## WHAT THE TASK REQUIRES
From first line to last, give the records again word for word and omit the pictures.

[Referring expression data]
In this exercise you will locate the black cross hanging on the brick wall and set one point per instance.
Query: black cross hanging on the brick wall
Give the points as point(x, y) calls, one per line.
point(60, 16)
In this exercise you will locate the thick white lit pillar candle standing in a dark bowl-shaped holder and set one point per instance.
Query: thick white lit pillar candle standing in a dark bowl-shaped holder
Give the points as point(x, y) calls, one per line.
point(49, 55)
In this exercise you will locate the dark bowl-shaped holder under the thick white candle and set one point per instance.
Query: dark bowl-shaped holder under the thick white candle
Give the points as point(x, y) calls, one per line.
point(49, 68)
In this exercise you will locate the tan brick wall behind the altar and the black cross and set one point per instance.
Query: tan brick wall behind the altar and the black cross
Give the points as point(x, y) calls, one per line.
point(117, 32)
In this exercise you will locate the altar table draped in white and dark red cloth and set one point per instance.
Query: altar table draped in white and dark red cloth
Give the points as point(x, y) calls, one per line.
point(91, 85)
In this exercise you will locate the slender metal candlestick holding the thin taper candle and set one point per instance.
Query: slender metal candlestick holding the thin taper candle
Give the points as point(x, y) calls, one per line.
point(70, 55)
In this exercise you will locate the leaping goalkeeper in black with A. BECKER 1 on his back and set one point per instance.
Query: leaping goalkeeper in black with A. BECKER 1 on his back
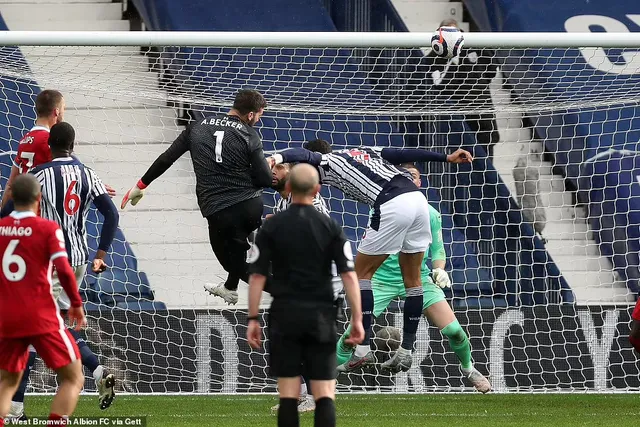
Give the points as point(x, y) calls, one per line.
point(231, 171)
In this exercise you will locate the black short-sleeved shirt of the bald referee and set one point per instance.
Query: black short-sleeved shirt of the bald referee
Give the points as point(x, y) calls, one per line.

## SOLUTION FOR THIS TASK
In this exercise you will locate the black cross hanging on the brick wall and set one point per instance.
Query: black cross hanging on the brick wall
Give the points as point(x, y) calls, one per line.
point(60, 16)
In this exercise you will locate the thick white lit pillar candle standing in a dark bowl-shaped holder and set one point per instance.
Query: thick white lit pillar candle standing in a dark bowl-shaped holder
Give the points as point(x, y) calls, one per line.
point(49, 55)
In this exercise you will locate the dark bowl-shaped holder under the thick white candle and set one point per instance.
Query: dark bowl-shaped holder under the thick white candle
Give the points as point(x, y) calls, one per line.
point(49, 68)
In this exercise you will locate the tan brick wall behind the altar and the black cross and set one point per instance.
Query: tan brick wall behind the altar and the black cross
Give the points as point(x, y) calls, one per line.
point(117, 32)
In this exercise you will locate the altar table draped in white and dark red cloth and set one point per instance.
Query: altar table draped in white and dark red cloth
Give the points as point(x, y) calls, one per line.
point(91, 85)
In this exercise you will locate the slender metal candlestick holding the thin taper candle and set one point per instance.
Query: slender metal candlestick holding the thin taper candle
Give the points as point(x, y) calls, one per line.
point(70, 55)
In this exercise you will locate the leaping goalkeeper in black with A. BECKER 1 on his back and set one point per instance.
Query: leaping goalkeeper in black with A. BECKER 1 on his back
Give the points as point(x, y) calls, one per line.
point(231, 171)
In this exercise you will locate the black short-sleeved shirt of the bald referee and set one point per instance.
Query: black short-sleeved shirt of the bald referee
Give the points as point(x, y) calls, one per line.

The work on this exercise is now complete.